WHAT THIS TASK INVOLVES: Rewrite the items below as a numbered list, leaving out any blank lines.

[Region labeling records]
# # # #

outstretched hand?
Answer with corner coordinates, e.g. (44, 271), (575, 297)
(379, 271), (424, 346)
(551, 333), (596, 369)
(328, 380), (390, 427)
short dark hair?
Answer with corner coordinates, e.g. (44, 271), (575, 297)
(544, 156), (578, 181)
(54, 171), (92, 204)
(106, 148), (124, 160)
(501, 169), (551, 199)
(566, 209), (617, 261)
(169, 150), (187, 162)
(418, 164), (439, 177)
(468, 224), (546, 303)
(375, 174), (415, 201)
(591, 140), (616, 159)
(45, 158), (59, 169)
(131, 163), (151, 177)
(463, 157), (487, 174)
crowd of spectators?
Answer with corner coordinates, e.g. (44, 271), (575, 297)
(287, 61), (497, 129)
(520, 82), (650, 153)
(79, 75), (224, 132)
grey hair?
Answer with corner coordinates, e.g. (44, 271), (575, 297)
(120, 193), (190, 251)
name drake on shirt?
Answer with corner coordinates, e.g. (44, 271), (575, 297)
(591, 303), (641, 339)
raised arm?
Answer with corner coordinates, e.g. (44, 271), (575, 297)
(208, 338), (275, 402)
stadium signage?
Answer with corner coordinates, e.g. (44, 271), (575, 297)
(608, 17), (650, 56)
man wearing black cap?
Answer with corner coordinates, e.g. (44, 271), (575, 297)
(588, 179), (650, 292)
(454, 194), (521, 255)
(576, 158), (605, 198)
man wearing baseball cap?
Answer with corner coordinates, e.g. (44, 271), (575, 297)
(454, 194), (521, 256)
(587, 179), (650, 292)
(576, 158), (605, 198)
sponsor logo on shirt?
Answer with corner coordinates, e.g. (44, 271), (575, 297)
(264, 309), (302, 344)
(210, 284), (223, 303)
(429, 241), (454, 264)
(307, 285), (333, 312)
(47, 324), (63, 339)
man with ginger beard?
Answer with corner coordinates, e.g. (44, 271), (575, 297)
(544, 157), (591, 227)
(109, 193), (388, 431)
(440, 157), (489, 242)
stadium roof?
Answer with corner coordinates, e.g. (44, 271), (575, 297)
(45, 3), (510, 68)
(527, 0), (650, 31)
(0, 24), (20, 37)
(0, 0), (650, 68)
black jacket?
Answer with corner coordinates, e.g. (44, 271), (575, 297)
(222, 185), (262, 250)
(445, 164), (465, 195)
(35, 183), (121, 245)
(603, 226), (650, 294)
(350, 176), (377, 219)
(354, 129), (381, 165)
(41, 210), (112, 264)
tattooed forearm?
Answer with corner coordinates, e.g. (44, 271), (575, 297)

# # # #

ANSWER TO THIS PROBLEM:
1. outstretched hand?
2. Answer with corner coordinates, e.g. (44, 271), (575, 297)
3. (379, 271), (424, 346)
4. (551, 333), (596, 369)
5. (328, 380), (390, 427)
6. short dark hair?
7. Answer with corner coordinates, e.g. (44, 271), (575, 297)
8. (544, 156), (578, 181)
9. (54, 171), (92, 204)
10. (106, 148), (124, 160)
11. (501, 169), (551, 199)
12. (566, 209), (617, 261)
13. (169, 150), (187, 162)
14. (418, 164), (439, 177)
15. (468, 224), (546, 303)
16. (375, 174), (415, 201)
17. (591, 140), (616, 159)
18. (45, 158), (59, 169)
19. (131, 163), (151, 177)
20. (463, 157), (487, 174)
21. crowd of spectators?
22. Answer with corner coordinates, e.g. (44, 271), (575, 297)
23. (287, 61), (497, 129)
24. (520, 82), (650, 153)
25. (79, 75), (224, 132)
26. grey hair?
27. Answer with corner coordinates, e.g. (44, 271), (575, 297)
28. (120, 193), (190, 251)
29. name drake on shirt?
30. Answer with corner coordinates, e.g. (44, 271), (575, 297)
31. (591, 303), (641, 339)
32. raised arm?
33. Answer with corner coordinates, e.g. (44, 271), (575, 297)
34. (208, 338), (275, 402)
35. stadium signage?
36. Answer with corner coordinates, e.g. (44, 271), (575, 297)
37. (608, 17), (650, 56)
38. man wearing black cap?
39. Answer with corner coordinates, e.g. (44, 271), (575, 297)
40. (588, 179), (650, 292)
41. (454, 194), (521, 255)
42. (576, 158), (605, 198)
43. man wearing baseball cap?
44. Answer with corner coordinates, e.g. (44, 271), (575, 297)
45. (454, 194), (521, 256)
46. (587, 179), (650, 292)
47. (576, 158), (605, 198)
48. sponsor logo on shirt?
49. Answer with corner coordinates, e.g. (44, 271), (575, 297)
50. (264, 309), (302, 344)
51. (210, 284), (223, 303)
52. (429, 241), (454, 264)
53. (307, 285), (333, 312)
54. (47, 324), (63, 339)
55. man with ginger beard?
56. Answer with corner coordinates, e.g. (44, 271), (575, 297)
57. (544, 157), (591, 227)
58. (109, 193), (388, 431)
59. (440, 157), (489, 242)
60. stadium roof?
61. Answer with corner coordinates, e.g. (44, 271), (575, 297)
62. (45, 3), (510, 68)
63. (527, 0), (650, 31)
64. (0, 24), (20, 37)
65. (0, 0), (650, 68)
66. black jacket?
67. Answer with corner coordinates, e.g. (44, 271), (575, 297)
68. (222, 185), (262, 250)
69. (445, 164), (465, 195)
70. (35, 183), (121, 245)
71. (603, 226), (650, 294)
72. (350, 176), (377, 219)
73. (354, 129), (381, 165)
74. (41, 210), (112, 264)
75. tattooed forearm?
76. Answer with corner coordinates, e.g. (44, 271), (575, 297)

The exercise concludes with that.